===== Dataset excerpts

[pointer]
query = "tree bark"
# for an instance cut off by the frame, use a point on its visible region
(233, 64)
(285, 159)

==========

● Prompt
What you copy out must be exactly the lines from the line containing "# for an instance" through the end of the records.

● Solved exercise
# for an instance cut off by the frame, use a point on its visible region
(233, 64)
(285, 159)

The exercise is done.